══ EXTRACT TO READ

Metabolic errors...DNA damage....could lead to Cancer

Metabolic errors...DNA damage....could lead to Cancer

Cells keep tight control over their purine supply, and any disruption of that pool can have serious consequences. In a new study, Massachusetts Institute of Technology (MIT) biological engineers have precisely measured the effects of errors in systems for purine production and breakdown.

DNA usually consists of a sequence of four building blocks, or nucleotides: Adenine, guanine, cytosine, and thymine (the A, G, C, and T letters that make up the genetic code). Guanine and adenine are purines, and each has a close structural relative that can take its place in DNA or RNA. When these nucleotides, known as xanthine and hypoxanthine, are mistakenly inserted into DNA, they cause mutations. They can also interfere with the function of messenger RNA (mRNA), which carries DNA’s instructions to the rest of the cell, and the RNA molecules that translate mRNA into proteins.

"A cell needs to control the concentrations very carefully so that it has just the right amount of building blocks when it’s synthesizing DNA. If the cell has an imbalance in the concentrations of those nucleotides, it’s going to make a mistake," says Peter Dedon, a professor of biological engineering at MIT and senior author of the study, which will appear in the Proceedings of the National Academy of Sciences.

They found that defects in enzymes that control these processes can severely alter a cell's DNA sequences, which may explain why people who carry certain genetic variants of purine metabolic enzymes have a higher risk for some types of cancer. Dozens of enzymes are involved in purine metabolism, and it has long been known that malfunction of those enzymes can have adverse effects. For example, losing a purine salvage enzyme, which recovers purine nucleotides from degraded DNA and RNA, leads to high blood levels of uric acid, causing gout and kidney stones—and in extreme cases, a neurological disorder called Lesch-Nyhan syndrome. Losing another salvage enzyme produces a disease called severe combined immunodeficiency.

════
══ RECORDS SHOWN

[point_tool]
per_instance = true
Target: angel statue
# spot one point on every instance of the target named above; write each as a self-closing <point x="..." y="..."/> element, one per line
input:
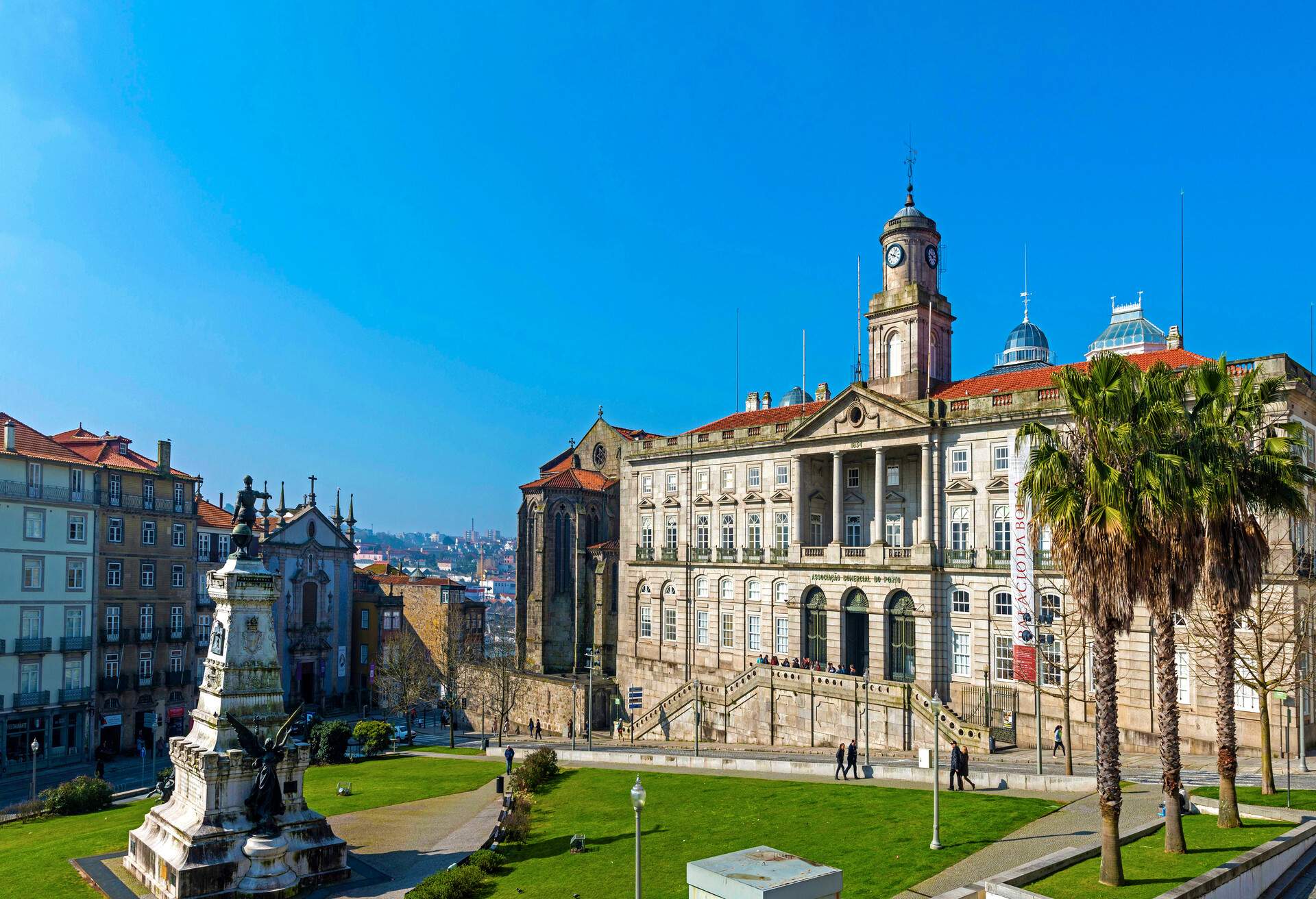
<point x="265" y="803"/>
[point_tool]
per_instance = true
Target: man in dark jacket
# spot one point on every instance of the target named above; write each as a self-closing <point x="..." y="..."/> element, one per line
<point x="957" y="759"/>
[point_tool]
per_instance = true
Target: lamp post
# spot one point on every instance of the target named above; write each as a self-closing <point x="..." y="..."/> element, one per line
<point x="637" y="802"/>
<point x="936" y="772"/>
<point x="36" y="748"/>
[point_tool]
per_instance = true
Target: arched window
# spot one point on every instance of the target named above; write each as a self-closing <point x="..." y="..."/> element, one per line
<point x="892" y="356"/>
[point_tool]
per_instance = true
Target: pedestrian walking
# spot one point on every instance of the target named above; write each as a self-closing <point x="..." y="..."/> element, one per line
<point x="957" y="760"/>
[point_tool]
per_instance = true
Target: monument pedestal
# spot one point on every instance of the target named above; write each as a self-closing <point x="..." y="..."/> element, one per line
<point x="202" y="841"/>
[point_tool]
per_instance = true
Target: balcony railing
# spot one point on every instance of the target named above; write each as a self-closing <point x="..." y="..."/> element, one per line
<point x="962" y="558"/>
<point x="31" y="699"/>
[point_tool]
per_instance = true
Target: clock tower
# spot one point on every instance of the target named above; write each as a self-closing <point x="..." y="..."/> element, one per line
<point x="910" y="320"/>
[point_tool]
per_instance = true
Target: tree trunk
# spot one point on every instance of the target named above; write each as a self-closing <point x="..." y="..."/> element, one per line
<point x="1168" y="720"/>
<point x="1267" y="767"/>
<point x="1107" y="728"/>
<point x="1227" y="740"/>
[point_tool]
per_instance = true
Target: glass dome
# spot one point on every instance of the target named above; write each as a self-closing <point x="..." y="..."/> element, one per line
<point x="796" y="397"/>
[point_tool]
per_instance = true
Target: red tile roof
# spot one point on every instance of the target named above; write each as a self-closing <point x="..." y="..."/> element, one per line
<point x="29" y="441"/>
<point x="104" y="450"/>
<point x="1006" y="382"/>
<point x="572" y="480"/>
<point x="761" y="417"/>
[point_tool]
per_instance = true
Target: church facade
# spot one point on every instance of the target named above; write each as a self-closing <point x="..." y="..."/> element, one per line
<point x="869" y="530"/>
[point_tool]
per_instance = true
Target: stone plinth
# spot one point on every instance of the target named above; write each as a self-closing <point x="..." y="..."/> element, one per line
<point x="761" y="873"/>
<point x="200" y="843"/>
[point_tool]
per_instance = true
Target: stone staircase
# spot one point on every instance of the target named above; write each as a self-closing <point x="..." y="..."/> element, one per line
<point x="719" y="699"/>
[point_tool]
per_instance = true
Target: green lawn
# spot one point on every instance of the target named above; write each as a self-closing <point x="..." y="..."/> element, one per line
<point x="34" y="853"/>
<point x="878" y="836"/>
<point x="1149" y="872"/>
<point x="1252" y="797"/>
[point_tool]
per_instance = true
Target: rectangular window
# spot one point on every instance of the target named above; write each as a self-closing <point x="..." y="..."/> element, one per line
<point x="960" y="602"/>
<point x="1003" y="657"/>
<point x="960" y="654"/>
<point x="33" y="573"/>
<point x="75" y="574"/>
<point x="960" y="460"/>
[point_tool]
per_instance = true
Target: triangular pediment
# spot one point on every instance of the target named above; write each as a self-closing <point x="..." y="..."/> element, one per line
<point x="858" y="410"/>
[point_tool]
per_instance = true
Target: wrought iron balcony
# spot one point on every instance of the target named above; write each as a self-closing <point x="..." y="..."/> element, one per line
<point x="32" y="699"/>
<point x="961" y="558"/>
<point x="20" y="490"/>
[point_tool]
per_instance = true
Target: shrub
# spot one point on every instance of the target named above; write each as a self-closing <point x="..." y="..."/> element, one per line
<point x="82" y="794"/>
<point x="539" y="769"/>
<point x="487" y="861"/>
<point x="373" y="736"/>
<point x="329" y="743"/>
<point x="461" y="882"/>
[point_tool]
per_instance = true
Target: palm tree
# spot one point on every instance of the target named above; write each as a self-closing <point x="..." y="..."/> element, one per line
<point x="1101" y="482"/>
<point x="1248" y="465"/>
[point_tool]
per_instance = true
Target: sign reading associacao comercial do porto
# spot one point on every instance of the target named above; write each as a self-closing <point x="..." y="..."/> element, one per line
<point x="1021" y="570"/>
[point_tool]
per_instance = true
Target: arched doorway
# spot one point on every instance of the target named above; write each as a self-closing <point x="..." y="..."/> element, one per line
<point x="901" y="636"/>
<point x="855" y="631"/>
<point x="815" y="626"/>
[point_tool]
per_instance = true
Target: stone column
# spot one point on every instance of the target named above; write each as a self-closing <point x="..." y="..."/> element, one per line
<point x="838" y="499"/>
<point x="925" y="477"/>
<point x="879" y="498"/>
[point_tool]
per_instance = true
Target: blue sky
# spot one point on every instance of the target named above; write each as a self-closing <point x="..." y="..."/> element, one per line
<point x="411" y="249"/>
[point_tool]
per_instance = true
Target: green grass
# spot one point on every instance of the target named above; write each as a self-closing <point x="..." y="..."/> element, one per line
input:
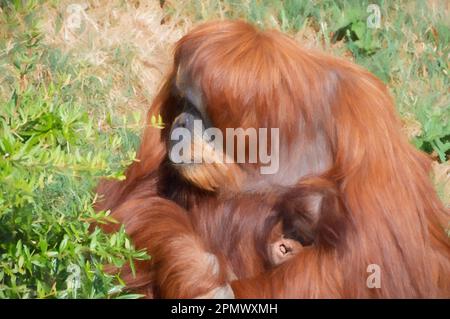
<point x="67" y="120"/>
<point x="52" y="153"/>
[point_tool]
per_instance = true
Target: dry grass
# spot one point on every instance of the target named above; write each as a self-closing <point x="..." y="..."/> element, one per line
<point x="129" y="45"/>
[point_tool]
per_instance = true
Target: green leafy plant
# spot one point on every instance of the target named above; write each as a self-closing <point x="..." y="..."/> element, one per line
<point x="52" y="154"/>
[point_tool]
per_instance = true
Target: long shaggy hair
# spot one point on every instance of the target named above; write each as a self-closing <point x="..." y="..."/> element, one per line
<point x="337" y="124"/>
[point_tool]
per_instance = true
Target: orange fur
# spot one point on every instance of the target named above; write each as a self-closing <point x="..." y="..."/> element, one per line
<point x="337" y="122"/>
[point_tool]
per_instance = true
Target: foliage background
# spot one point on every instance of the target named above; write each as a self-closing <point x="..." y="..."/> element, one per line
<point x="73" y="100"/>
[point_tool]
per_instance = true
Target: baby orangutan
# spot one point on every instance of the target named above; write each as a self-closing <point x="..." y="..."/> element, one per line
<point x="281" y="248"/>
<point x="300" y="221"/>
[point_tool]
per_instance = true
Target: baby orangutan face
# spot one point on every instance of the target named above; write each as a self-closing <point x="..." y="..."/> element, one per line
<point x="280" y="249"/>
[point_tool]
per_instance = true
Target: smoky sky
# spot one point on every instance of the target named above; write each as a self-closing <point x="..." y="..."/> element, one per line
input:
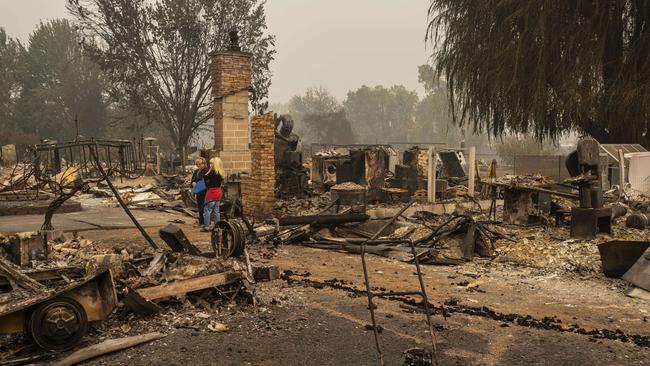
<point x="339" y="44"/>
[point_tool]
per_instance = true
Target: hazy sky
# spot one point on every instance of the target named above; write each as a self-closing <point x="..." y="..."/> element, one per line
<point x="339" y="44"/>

════

WHAT THE TASK ASKS =>
Copy out the full article on purine metabolism errors and DNA damage, word for word. The entries come from a separate source unrelated to the article.

ANSWER TO THIS TASK =>
Metabolic errors...DNA damage....could lead to Cancer

Metabolic errors...DNA damage....could lead to Cancer

Cells keep tight control over their purine supply, and any disruption of that pool can have serious consequences. In a new study, Massachusetts Institute of Technology (MIT) biological engineers have precisely measured the effects of errors in systems for purine production and breakdown.

DNA usually consists of a sequence of four building blocks, or nucleotides: Adenine, guanine, cytosine, and thymine (the A, G, C, and T letters that make up the genetic code). Guanine and adenine are purines, and each has a close structural relative that can take its place in DNA or RNA. When these nucleotides, known as xanthine and hypoxanthine, are mistakenly inserted into DNA, they cause mutations. They can also interfere with the function of messenger RNA (mRNA), which carries DNA’s instructions to the rest of the cell, and the RNA molecules that translate mRNA into proteins.

"A cell needs to control the concentrations very carefully so that it has just the right amount of building blocks when it’s synthesizing DNA. If the cell has an imbalance in the concentrations of those nucleotides, it’s going to make a mistake," says Peter Dedon, a professor of biological engineering at MIT and senior author of the study, which will appear in the Proceedings of the National Academy of Sciences.

They found that defects in enzymes that control these processes can severely alter a cell's DNA sequences, which may explain why people who carry certain genetic variants of purine metabolic enzymes have a higher risk for some types of cancer. Dozens of enzymes are involved in purine metabolism, and it has long been known that malfunction of those enzymes can have adverse effects. For example, losing a purine salvage enzyme, which recovers purine nucleotides from degraded DNA and RNA, leads to high blood levels of uric acid, causing gout and kidney stones—and in extreme cases, a neurological disorder called Lesch-Nyhan syndrome. Losing another salvage enzyme produces a disease called severe combined immunodeficiency.